• _PROMPT_:
Output must match the records, character for character.

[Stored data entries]
▶

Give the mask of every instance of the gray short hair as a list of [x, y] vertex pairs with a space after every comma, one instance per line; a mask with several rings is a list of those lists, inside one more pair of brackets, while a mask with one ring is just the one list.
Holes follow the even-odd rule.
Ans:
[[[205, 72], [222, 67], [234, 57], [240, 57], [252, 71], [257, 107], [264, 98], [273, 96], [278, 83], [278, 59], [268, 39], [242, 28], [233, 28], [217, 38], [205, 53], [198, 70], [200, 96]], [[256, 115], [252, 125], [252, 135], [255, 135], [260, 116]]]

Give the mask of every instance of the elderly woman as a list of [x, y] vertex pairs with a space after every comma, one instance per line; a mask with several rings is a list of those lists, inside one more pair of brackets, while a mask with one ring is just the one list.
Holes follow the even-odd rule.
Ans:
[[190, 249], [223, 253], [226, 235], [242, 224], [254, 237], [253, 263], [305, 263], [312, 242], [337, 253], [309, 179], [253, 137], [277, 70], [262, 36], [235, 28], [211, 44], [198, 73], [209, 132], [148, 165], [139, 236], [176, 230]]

◀

• _ANSWER SPACE_:
Give the mask of every instance of the gray short hair as a list of [x, y] vertex pairs with a space after every comma, one instance per line; a mask with several rings is a list of those lists, inside one more pair of brackets, while a mask with one ring is just the one list.
Holes follow the even-odd rule.
Ans:
[[[205, 72], [222, 67], [234, 57], [240, 57], [252, 71], [257, 107], [264, 98], [273, 96], [278, 83], [278, 59], [268, 39], [242, 28], [233, 28], [217, 38], [205, 53], [198, 70], [200, 96]], [[256, 115], [252, 125], [252, 135], [255, 135], [260, 116]]]

Give the mask of every instance of the elderly woman as a list of [x, y] vertex pairs with a space after every comma, one instance per line; a mask with several rings is a list of those lists, inside one more pair of brackets, while a mask with one ring is just the one list.
Holes follow the even-odd rule.
Ans:
[[190, 249], [223, 253], [226, 235], [242, 224], [254, 237], [253, 263], [305, 263], [312, 242], [337, 253], [309, 179], [253, 137], [277, 70], [262, 36], [235, 28], [211, 44], [198, 73], [209, 132], [148, 165], [139, 236], [176, 230]]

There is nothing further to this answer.